◆ Письменное задание A
Воспроизведи без изменений часть отрывка о Витгенштейне и этике молчания, которая начинается со слов «Познание истины принадлежит» и заканчивается словами «безусловного тожественна онтологии.».

◆ Отрывок

Витгенштейн разделяет керкегоровское нерасположение к этико-религиозной болтовне. Мир с загадкой его законченной целости расположен в глубоком молчании. Мистическое будет растрепано, если станет пищей дискурса. Но молчание не сохранить, если оно останется бессловесным. Противоположны не молчание и слово, а их союз, с одной стороны, и, с другой, пустые толки, перемежающиеся немотой. В хорошем полюсе этой противоположности одинаково умещаются островная целомудренная сдержанность и континентальное глубокомыслие. Дремучее английское или шотландское упрямство Дунса Скота, Юма, Бентама, Рассела ставит предел европейскому, собственно, германскому романтизму. Витгенштейн соединяет то и другое.

«Я считаю заведомо важным положить конец всей болтовне об этике — существует ли познание, существуют ли ценности, поддается ли благо определению»  [ 32 ]  .

Познание истины принадлежит тут этике как у платоновского Сократа. Бытие не тематизируется Витгенштейном отдельно от мирового целого, которое открыто мистическому опыту. Этика как опыт безусловного тожественна онтологии.

Неопределимость блага как внеприродного, уникального, простого качества в метаэтике Джорджа Мура исключает благо из всякого научного дискурса. Альфреду Айеру важно доказать, наоборот, что теория неопределимости блага видит трансцендентную сущность там, где нет ничего кроме жеста одобрения или неодобрения. Оба рассуждения неуместны, если понимать этику как долг перед тем, что должно быть оставлено в молчании. Заниматься рассуждениями значит тогда изменять своему долгу. Усилия высказать цель не касаются и никогда не способны коснуться ее сути  [ 33 ]  . Настоящая этика сводится к искусству молчания не потому что философия становится лингвистической, а потому что цель всего чаще теряют в толках о ней. Бесспорно, цели нет в природе и она не поддается интерпретации. Но доказывающие неопределимость блага невольно продолжают его негативно определять. Они выходят из поля ее притяжения в сферу лексики. Витгенштейн:

«A priori несомненно: какую бы ни давать дефиницию добру — она всегда лишь недоразумение […] Но тенденция, наскакивание, на что-то указывает. Это знал уже святой Августин, который пишет: Что, скотина, ты не хочешь говорить бессмыслицы? Скажи хоть бессмыслицу, не беда!»  [ 34 ]  

Обычный перевод фразы Августиновой «Исповеди» Et vae tacentibus de te, quoniam loquaces muti sunt (I 4, 4 конец): И горе безмолвствующим о Тебе, когда и многоглаголивые немотствуют. Предлагается другой перевод: Горе молчащим о тебе, ибо хотя они говорят много [незначащего], они немы [в главном]  [ 35 ]  . Мы читаем: Горе тем, кто молчит о Тебе потому, что, много говоря, [всё равно они] остаются немыми. В этом смысле Августин понимает в начатых раньше «Исповеди» «Толкованиях на псалмы» слова пророка Давида «Когда я молчал, обветшали кости мои от вседневного стенания моего» (Пс 31, 3): «Кости обветшали, потому что он не произнес устами исповедь во спасение»; «умолчал свою исповедь, провозгласил свою гордыню, ибо сказал: “смолчал, не исповедался”»; «не умеем говорить, а восторг не позволяет молчать, так что нельзя ни говорить, ни молчать; что же делать нам, не говорящим и не молчащим?». Августиновское «увы» уточняется у Витгенштейна до «скотина». Ты знал, что перед Богом твои речи ничто, и потому молчал? Ничего, бейся о границы языка, иначе будет хуже.

◆ Письменное задание B
Перемасштабируй часть списка, которая начинается с его первой строки и заканчивается строкой, содержащей «top-left (238, 86), bottom-right (277, 123)», включая обе границы. Перепиши эти строки вместе с запросами, умножь каждую координату рамок в ответах на 0,5 и округли до целого (половины вверх), больше ничего не выводи.

◆ Предоставленные данные
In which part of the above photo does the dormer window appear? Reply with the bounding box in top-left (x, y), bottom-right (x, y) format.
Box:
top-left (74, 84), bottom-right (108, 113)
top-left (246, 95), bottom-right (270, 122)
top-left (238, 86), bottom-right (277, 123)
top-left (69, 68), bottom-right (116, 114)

◆ Письменный ответ A
Познание истины принадлежит тут этике как у платоновского Сократа. Бытие не тематизируется Витгенштейном отдельно от мирового целого, которое открыто мистическому опыту. Этика как опыт безусловного тожественна онтологии.

◆ Письменный ответ B
In which part of the above photo does the dormer window appear? Reply with the bounding box in top-left (x, y), bottom-right (x, y) format.
Box:
top-left (37, 42), bottom-right (54, 57)
top-left (123, 48), bottom-right (135, 61)
top-left (119, 43), bottom-right (139, 62)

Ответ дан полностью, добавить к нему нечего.